• [YOUR ASSIGNMENT]: Wherever "below" turns up in the entries, copy out the line that holds it.

• [RECORDED DATA]:
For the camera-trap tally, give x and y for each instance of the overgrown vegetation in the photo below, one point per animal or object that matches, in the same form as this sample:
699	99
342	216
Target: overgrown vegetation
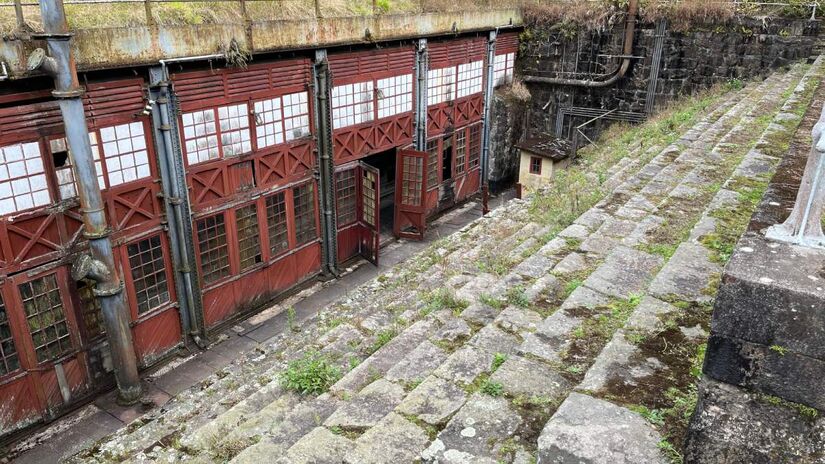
311	374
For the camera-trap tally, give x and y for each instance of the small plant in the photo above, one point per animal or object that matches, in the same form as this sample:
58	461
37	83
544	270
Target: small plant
291	318
311	374
492	388
384	337
779	349
516	296
498	360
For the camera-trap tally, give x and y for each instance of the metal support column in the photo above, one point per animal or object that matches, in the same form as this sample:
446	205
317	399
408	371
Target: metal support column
322	90
485	138
176	201
421	68
101	266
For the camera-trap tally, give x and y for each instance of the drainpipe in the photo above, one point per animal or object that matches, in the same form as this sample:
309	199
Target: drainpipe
100	266
175	199
629	35
421	95
326	190
486	121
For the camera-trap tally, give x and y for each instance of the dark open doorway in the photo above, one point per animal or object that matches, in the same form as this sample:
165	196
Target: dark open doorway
385	163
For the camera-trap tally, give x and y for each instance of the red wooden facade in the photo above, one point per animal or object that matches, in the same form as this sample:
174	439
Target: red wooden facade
50	326
246	137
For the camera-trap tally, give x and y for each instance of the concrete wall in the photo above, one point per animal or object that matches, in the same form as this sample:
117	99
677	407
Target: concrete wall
691	61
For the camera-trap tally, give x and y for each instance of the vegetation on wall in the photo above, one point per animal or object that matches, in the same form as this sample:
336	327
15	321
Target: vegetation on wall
682	15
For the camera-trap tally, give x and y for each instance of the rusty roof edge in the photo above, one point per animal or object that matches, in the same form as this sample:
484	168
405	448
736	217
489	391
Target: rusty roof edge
111	48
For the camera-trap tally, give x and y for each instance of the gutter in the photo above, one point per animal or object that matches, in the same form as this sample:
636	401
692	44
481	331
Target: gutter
629	35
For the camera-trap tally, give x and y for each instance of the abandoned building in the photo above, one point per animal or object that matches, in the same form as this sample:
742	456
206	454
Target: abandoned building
197	213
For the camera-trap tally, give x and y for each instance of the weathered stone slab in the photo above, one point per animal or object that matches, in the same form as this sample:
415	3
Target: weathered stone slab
419	363
687	275
465	365
592	431
434	401
516	320
520	376
575	231
479	314
494	340
573	262
732	425
393	439
475	433
320	446
367	407
625	272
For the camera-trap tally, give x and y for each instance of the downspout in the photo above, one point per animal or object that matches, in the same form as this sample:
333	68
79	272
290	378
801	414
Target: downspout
325	163
421	95
100	266
629	35
486	121
175	202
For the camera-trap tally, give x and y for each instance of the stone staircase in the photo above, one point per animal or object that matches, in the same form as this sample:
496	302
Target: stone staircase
508	342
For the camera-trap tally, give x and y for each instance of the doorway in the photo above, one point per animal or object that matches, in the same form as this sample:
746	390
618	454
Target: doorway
385	163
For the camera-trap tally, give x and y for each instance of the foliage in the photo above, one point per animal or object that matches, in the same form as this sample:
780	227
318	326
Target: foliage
311	374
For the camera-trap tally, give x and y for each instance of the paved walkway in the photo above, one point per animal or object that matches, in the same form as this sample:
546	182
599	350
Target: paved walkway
104	416
503	342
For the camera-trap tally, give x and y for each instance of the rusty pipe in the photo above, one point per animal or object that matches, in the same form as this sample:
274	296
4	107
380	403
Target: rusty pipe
629	36
60	65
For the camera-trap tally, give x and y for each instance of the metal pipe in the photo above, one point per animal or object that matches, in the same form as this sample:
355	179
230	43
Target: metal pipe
486	120
629	35
325	162
421	95
109	289
173	195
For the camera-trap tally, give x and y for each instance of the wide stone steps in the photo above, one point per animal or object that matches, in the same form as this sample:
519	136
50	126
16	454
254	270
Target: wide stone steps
424	390
651	362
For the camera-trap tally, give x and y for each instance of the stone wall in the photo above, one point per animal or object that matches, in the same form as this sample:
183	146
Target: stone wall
691	61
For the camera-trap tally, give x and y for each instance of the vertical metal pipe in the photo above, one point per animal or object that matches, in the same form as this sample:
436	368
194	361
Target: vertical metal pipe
109	289
322	90
421	68
486	121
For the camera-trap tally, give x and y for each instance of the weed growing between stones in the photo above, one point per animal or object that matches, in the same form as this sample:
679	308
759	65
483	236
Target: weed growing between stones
311	374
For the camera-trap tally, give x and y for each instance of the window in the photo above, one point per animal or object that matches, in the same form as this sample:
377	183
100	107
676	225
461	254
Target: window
394	95
296	116
432	163
352	104
281	119
62	159
46	318
268	120
345	204
276	222
304	213
124	148
234	124
200	136
249	244
9	361
469	79
22	178
460	150
503	69
440	85
149	273
213	249
535	165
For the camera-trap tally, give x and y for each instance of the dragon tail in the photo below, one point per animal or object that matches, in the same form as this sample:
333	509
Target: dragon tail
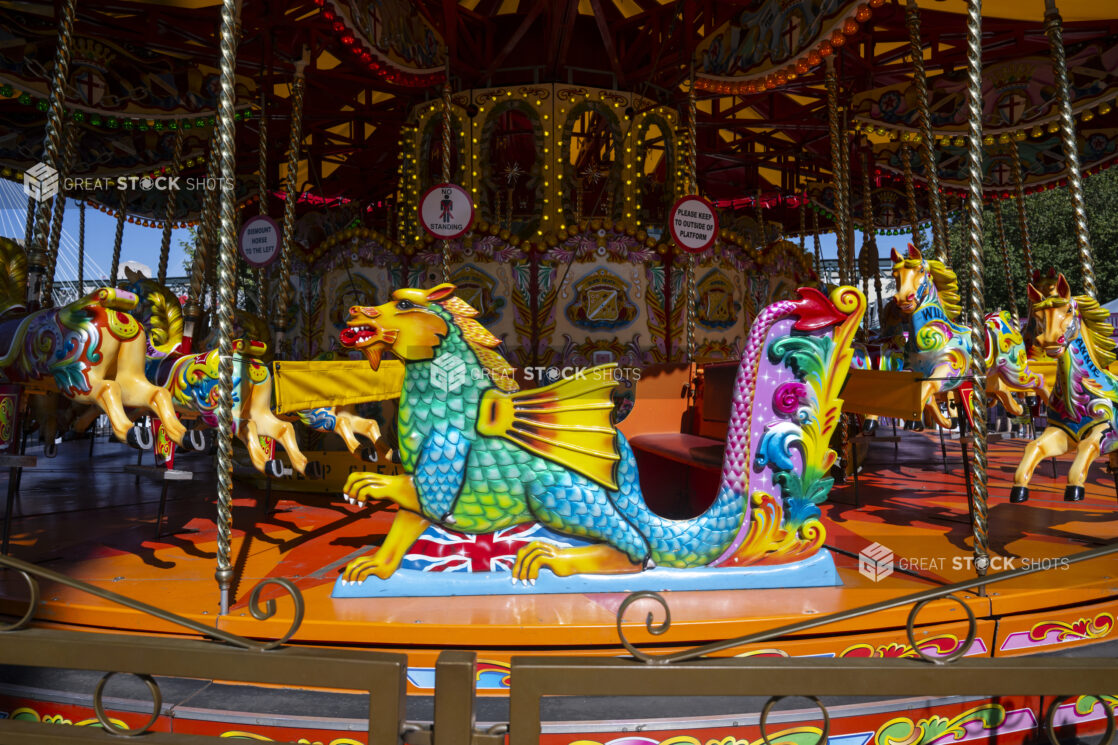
786	406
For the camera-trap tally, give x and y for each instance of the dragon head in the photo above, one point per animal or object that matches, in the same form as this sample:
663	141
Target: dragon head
407	324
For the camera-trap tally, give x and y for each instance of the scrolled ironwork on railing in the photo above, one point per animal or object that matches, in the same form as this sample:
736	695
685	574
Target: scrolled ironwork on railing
1053	707
959	651
98	706
763	722
30	572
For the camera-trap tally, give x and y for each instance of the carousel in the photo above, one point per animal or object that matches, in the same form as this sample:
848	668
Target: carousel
509	323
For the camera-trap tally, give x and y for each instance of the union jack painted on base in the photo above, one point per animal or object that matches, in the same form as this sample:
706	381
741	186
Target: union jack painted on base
439	549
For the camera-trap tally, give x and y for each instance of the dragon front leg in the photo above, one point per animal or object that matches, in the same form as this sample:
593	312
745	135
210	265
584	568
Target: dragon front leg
406	528
399	488
600	558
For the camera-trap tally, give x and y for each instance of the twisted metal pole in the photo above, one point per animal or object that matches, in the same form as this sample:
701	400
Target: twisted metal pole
977	288
1053	26
848	203
869	234
263	284
760	217
164	248
291	196
56	225
1005	260
693	179
836	162
1019	184
818	246
447	121
29	223
53	143
81	250
927	140
119	241
225	308
910	196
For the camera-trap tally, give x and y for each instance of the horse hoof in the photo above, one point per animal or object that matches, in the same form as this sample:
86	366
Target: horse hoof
193	441
275	469
141	437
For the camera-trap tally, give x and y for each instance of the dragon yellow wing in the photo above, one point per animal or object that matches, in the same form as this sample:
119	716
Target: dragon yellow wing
567	422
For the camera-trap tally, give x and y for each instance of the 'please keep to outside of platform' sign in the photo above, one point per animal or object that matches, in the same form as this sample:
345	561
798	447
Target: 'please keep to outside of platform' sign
693	224
259	241
446	210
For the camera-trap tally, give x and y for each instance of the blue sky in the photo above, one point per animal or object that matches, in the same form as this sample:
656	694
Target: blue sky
140	244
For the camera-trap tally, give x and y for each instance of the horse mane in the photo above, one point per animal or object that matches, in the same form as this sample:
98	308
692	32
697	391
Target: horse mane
164	313
482	342
947	284
1095	326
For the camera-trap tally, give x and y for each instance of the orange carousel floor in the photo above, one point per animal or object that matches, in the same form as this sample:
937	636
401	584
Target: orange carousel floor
88	519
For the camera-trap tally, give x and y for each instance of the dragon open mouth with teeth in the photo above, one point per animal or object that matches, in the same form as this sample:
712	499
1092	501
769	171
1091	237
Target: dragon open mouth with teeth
370	338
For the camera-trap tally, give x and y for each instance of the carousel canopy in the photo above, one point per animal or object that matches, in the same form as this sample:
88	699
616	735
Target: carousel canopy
142	69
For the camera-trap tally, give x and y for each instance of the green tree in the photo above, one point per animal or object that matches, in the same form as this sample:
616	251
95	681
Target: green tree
1052	234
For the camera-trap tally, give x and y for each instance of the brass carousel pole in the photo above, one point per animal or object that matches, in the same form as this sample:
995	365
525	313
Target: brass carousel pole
818	246
1053	26
291	195
848	206
164	248
693	180
81	248
927	140
119	241
56	225
836	167
910	196
196	295
29	223
51	148
263	284
760	216
977	285
1019	184
447	122
224	311
870	266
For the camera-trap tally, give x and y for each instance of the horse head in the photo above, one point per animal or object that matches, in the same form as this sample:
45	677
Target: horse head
1054	316
912	277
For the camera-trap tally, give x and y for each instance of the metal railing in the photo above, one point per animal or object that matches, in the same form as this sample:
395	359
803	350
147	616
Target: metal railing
688	672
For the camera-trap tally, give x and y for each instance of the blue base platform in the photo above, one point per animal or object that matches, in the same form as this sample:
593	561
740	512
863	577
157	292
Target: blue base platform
815	572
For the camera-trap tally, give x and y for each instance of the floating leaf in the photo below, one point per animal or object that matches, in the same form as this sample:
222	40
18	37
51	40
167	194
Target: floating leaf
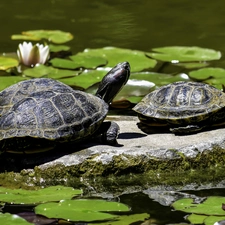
81	210
10	80
137	59
85	79
58	48
6	63
207	73
213	219
158	79
126	219
50	72
184	54
20	196
211	206
55	36
8	219
193	65
87	61
196	219
64	63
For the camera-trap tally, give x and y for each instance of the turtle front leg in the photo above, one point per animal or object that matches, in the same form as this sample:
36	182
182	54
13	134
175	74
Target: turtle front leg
109	132
189	129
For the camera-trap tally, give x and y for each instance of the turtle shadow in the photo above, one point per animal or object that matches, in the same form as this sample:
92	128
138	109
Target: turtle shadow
131	135
12	162
153	129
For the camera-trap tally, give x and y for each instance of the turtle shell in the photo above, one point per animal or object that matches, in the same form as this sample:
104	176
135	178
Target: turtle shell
182	103
53	111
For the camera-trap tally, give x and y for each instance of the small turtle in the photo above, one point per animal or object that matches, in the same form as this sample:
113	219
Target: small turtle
39	113
185	107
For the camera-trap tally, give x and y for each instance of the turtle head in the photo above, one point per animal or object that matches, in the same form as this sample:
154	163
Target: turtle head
113	81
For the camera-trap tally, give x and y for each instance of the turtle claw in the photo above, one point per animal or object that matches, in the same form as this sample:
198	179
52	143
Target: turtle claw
189	129
109	132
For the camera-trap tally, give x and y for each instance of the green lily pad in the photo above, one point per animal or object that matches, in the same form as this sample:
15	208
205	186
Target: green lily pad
7	81
86	79
196	219
20	196
9	219
81	210
211	206
6	63
158	79
193	65
55	36
113	55
213	219
64	63
58	48
184	54
207	73
217	83
126	219
87	61
48	71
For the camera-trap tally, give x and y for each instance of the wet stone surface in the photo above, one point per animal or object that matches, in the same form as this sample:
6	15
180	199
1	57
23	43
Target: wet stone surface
136	153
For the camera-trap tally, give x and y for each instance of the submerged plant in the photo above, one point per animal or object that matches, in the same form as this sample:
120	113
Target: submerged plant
31	55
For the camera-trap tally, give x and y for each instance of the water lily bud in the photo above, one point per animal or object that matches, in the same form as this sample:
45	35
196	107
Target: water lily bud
30	55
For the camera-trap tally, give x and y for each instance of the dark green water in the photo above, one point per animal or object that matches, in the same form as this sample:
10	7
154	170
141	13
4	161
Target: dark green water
133	24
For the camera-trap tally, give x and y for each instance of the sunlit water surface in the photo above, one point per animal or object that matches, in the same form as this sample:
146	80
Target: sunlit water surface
132	24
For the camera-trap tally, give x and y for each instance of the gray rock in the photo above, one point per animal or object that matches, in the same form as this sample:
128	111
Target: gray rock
136	153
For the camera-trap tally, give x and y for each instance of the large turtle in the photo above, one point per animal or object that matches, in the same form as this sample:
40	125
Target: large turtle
186	107
39	113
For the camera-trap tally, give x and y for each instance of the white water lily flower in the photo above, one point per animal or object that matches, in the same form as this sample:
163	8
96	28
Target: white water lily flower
30	55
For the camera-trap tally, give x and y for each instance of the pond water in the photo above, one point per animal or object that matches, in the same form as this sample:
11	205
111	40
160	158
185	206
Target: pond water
132	24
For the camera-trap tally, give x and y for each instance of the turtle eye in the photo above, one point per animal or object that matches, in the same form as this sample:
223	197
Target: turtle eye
126	67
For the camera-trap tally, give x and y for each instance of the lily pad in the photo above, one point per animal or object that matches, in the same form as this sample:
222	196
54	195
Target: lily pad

• [RESPONSE TO THIS EXERCISE]:
For the camera-trap tally, give x and y for each instance of the overgrown vegetation in the photo below, one point per animal or object that matches, in the same form as this sample:
For the camera-trap tally, give x and y for each instance of the dragon tail in the photo below, one point per animal or object that matches, in the same form as this sample:
For the camera-trap tally, give x and y for each instance of the floating leaf in the photo below, one point per animal or object that matches, in the same form as this sample:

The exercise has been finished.